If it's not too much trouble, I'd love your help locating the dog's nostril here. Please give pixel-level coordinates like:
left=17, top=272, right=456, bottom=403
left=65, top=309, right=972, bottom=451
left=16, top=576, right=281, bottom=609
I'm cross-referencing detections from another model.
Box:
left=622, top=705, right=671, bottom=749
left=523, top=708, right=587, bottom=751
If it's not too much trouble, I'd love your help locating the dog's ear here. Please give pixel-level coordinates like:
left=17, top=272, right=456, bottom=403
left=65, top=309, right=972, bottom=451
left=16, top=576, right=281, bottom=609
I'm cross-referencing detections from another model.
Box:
════════
Aufgabe >> Gib alle Zeilen oben samt den Anfragen wieder. Skaliere dabei nur die Koordinaten der Begrenzungsrahmen in den Antworten mit dem Faktor 2,25 und runde sie auf ganze Zahlen, wobei ,5 aufgerundet wird; die Zahlen in den Anfragen und deren Formatbeispielen bleiben unverändert.

Lösung >>
If it's not too much trouble, I'd love your help locating the dog's nostril here. Please give pixel-level coordinates like:
left=17, top=272, right=456, bottom=403
left=65, top=309, right=972, bottom=451
left=16, top=576, right=281, bottom=609
I'm cross-referencing detections from another model.
Box:
left=1400, top=1586, right=1510, bottom=1685
left=1177, top=1593, right=1321, bottom=1690
If it's not too much trouble, I'd love your help locating the dog's ear here. Please give pixel-level coordinates like:
left=17, top=272, right=456, bottom=403
left=65, top=309, right=972, bottom=451
left=16, top=576, right=281, bottom=609
I'm cross-referencing detections from another model.
Box:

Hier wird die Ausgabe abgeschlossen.